## Documento
Vuélvete a mí /3

Lucas 22:31-62

2) Alejamiento en los caminos (Lucas 22:31-62)

No cabe duda de que ningún creyente que se aleja es feliz. Y el Señor quiere que seamos profundamente felices. Si usted no lo es, es porque no está en buen estado. Hay algo que no está bien, y cuanto antes lo solucione, mejor. Tal vez usted sabe de qué se trata, y es consciente del peligro que hay en persistir en un mal estado de alma. Si no se corrige, empeorará. Es, pues, muy importante que el que se alejó sepa cuál es el camino de la restauración.

No hay nadie que al oír hablar de alejamiento no diga: «¡Que Dios me guarde!» Sin embargo, es bastante fácil alejarse sin percatarse de ello. La decadencia en el corazón no es algo inmediato. Sansón era un hombre notable, en un sentido no hubo otro que se le asemeje en el Antiguo Testamento. Veamos su historia: Nazareo, separado para Dios, no había hazaña que no pudiese realizar. ¿Cuál era su secreto? Era sostenido por Dios, y mientras permaneciese separado, Dios lo guardaba y lo fortalecía. Pero luego sus afectos se desviaron de Dios; su corazón fue tomado por una mujer que terminó traicionándolo. ¿Cuál fue su primer paso en el descenso? Perdió su separación. Lo que el diablo desea ante todo es obligarnos a frecuentar el mundo. Desde el momento en que usted o yo dejamos de estar separados del mundo y sus caminos, la decadencia comienza en nuestra alma. Es tan seguro como el ocaso del sol en el cielo al atardecer.

La mujer con la cual Sansón vivía intentó arrancarle el secreto de su fuerza. “Y aconteció que, presionándole ella cada día con sus palabras e importunándole, su alma fue reducida a mortal angustia. Le descubrió, pues, todo su corazón” (Jueces 16:16-17). Terminó por decirle que su fuerza estaba en relación con su cabellera. Era nazareo… “Y los principales de los filisteos vinieron a ella, trayendo en su mano el dinero. Y ella hizo que él se durmiese sobre sus rodillas, y llamó a un hombre, quien le rapó las siete guedejas de su cabeza; y ella comenzó a afligirlo, pues su fuerza se apartó de él. Y le dijo: ¡Sansón, los filisteos sobre ti! Y luego que despertó él de su sueño, se dijo: Esta vez saldré como las otras y me escaparé. Pero él no sabía que Dios ya se había apartado de él. Los filisteos le echaron mano, le sacaron los ojos y lo llevaron a Gaza; y lo ataron con cadenas para que moliese en la cárcel” (v. 18-21).

## Material proporcionado

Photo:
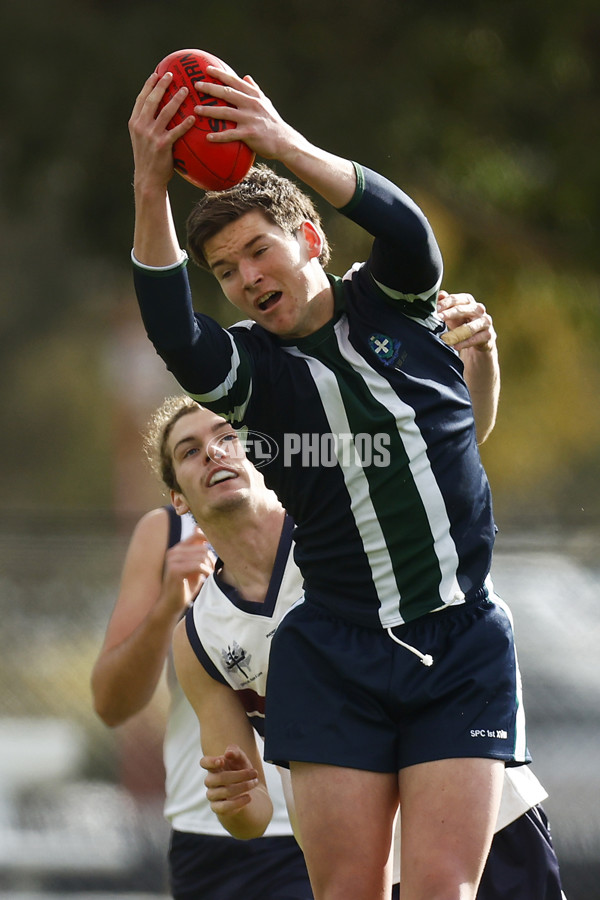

## Descripción del problema
Copia sin cambios el fragmento del texto sobre el alejamiento del creyente que va desde "Vuélvete a mí" hasta "de la restauración.", ambos incluidos.

## Resultado del ejercicio
Vuélvete a mí /3

Lucas 22:31-62

2) Alejamiento en los caminos (Lucas 22:31-62)

No cabe duda de que ningún creyente que se aleja es feliz. Y el Señor quiere que seamos profundamente felices. Si usted no lo es, es porque no está en buen estado. Hay algo que no está bien, y cuanto antes lo solucione, mejor. Tal vez usted sabe de qué se trata, y es consciente del peligro que hay en persistir en un mal estado de alma. Si no se corrige, empeorará. Es, pues, muy importante que el que se alejó sepa cuál es el camino de la restauración.